TEXTO FORNECIDO:
_ _ _ _

Alan Turing aos 16 anos

Embora pouco conhecida, a história de Alan Turing é uma daquelas que mais deveria ser recontada nos dias de hoje. Britânico, Alan era matemático, e trabalhou no projeto Ultra, que visava decifrar as mensagens criptografadas enviadas pelos nazistas. Daí surge parte do relativo desconhecimento de sua história: nem mesmo seus familiares sabiam do que se tratava o projeto em que ele trabalhava, tamanho o empenho do governo britânico em mantê-lo secreto.

Contudo, segredos à parte, o trabalho de Turing foi essencial para a vitória dos Aliados na Segunda Guerra. Ao decodificarem a comunicação do Eixo, eles puderam estar um passo a frente de seus inimigos, encontrar seus submarinos, e até mesmo prever qual seria a reação alemã durante o Dia D. Turing foi capaz de decifrar as mensagens da máquina Enigma — empregada pelos nazistas para embaralhar as letras digitadas em suas mensagens, de modo que a compreensão da mensagem recebida dependia do acesso a uma chave de encriptação que era trocada mensalmente — por meio de uma técnica eletromecânica chamada bomba, que permitiu que, em 1942, os britânicos conseguissem ler uma mensagem por minuto.

_ _ _ _

OBJETIVO DECLARADO: Transcreva sem alterações o trecho do texto sobre Alan Turing que vai de "Alan Turing aos" até "em mantê-lo secreto.", inclusive. Baseie-se somente no texto fornecido.

DADOS BRUTOS:
_ _ _ _

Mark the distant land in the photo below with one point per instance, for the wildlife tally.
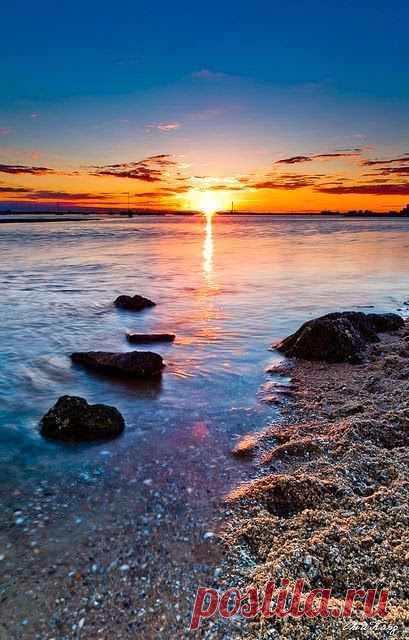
(78, 213)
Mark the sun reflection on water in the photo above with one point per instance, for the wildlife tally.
(208, 248)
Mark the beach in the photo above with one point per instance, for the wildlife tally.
(339, 520)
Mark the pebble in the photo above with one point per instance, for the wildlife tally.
(208, 535)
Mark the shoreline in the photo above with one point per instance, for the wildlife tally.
(329, 500)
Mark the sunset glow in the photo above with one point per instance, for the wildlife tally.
(208, 202)
(272, 126)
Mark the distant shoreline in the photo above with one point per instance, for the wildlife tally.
(48, 216)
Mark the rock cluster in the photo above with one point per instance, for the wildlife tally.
(72, 418)
(338, 337)
(146, 338)
(135, 364)
(133, 303)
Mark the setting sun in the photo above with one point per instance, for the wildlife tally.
(208, 202)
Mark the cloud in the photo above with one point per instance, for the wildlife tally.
(288, 184)
(14, 190)
(372, 163)
(19, 168)
(150, 169)
(354, 153)
(164, 126)
(294, 160)
(338, 154)
(387, 171)
(382, 189)
(207, 74)
(34, 194)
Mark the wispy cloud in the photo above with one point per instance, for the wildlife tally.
(373, 163)
(208, 74)
(164, 126)
(355, 153)
(21, 169)
(380, 189)
(151, 169)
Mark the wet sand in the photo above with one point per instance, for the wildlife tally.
(117, 553)
(329, 498)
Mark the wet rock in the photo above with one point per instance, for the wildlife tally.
(384, 322)
(72, 418)
(133, 303)
(135, 364)
(143, 338)
(338, 337)
(246, 445)
(286, 495)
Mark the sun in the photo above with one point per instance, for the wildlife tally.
(208, 202)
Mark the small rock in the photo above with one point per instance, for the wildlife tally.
(133, 303)
(143, 338)
(134, 364)
(72, 418)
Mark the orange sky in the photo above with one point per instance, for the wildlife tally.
(332, 179)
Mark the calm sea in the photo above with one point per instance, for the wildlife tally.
(226, 289)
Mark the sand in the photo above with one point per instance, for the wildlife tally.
(329, 500)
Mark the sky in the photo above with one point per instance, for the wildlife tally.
(276, 106)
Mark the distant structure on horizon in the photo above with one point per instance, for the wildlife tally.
(362, 213)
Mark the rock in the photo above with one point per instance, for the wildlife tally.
(384, 322)
(72, 418)
(135, 364)
(133, 303)
(142, 338)
(338, 337)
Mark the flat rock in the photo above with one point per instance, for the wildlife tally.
(143, 338)
(72, 418)
(133, 303)
(338, 337)
(135, 364)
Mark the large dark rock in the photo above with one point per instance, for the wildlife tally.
(135, 364)
(338, 337)
(72, 418)
(144, 338)
(133, 303)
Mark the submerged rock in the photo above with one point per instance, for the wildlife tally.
(135, 364)
(133, 303)
(338, 337)
(72, 418)
(142, 338)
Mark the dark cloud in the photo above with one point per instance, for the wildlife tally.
(387, 171)
(289, 184)
(380, 189)
(373, 163)
(349, 153)
(148, 170)
(13, 190)
(33, 194)
(294, 160)
(19, 169)
(337, 154)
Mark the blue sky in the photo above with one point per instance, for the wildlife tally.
(229, 89)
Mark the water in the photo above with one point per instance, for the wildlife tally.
(152, 498)
(226, 289)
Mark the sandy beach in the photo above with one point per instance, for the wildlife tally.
(329, 499)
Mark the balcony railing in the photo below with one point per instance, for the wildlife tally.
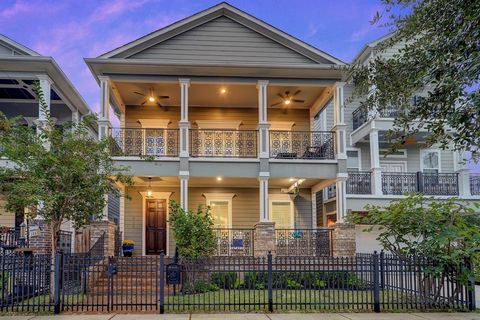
(445, 184)
(302, 145)
(145, 142)
(223, 143)
(303, 242)
(234, 242)
(359, 183)
(475, 184)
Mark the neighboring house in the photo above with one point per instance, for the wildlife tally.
(19, 68)
(253, 122)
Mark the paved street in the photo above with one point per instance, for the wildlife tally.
(260, 316)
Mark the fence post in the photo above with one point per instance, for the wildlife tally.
(57, 284)
(471, 286)
(376, 286)
(270, 281)
(162, 283)
(382, 269)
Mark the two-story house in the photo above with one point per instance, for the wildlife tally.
(225, 110)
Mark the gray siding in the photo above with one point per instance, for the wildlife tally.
(222, 40)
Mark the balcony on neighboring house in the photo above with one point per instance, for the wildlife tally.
(359, 182)
(145, 142)
(311, 145)
(438, 184)
(223, 143)
(475, 184)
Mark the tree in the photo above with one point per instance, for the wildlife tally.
(193, 231)
(60, 171)
(445, 232)
(439, 57)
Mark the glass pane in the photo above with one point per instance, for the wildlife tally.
(281, 215)
(219, 210)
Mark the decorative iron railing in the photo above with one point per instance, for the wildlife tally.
(223, 143)
(303, 242)
(359, 183)
(145, 142)
(302, 145)
(234, 242)
(475, 184)
(398, 183)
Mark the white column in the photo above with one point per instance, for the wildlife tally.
(184, 124)
(264, 207)
(341, 196)
(263, 125)
(104, 119)
(184, 175)
(339, 120)
(375, 163)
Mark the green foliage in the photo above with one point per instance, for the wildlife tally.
(59, 170)
(193, 231)
(444, 231)
(438, 58)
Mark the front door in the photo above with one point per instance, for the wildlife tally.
(156, 223)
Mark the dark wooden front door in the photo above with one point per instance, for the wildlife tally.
(156, 226)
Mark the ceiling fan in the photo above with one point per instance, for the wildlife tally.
(288, 98)
(151, 97)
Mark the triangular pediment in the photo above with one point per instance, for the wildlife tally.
(223, 34)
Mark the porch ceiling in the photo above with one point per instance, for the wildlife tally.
(211, 95)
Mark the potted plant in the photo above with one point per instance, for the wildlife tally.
(127, 247)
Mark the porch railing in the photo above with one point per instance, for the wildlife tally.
(223, 143)
(302, 145)
(234, 242)
(475, 184)
(303, 242)
(145, 142)
(359, 183)
(394, 183)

_ _ _ _

SOLUÇÃO DA TAREFA:
Alan Turing aos 16 anos

Embora pouco conhecida, a história de Alan Turing é uma daquelas que mais deveria ser recontada nos dias de hoje. Britânico, Alan era matemático, e trabalhou no projeto Ultra, que visava decifrar as mensagens criptografadas enviadas pelos nazistas. Daí surge parte do relativo desconhecimento de sua história: nem mesmo seus familiares sabiam do que se tratava o projeto em que ele trabalhava, tamanho o empenho do governo britânico em mantê-lo secreto.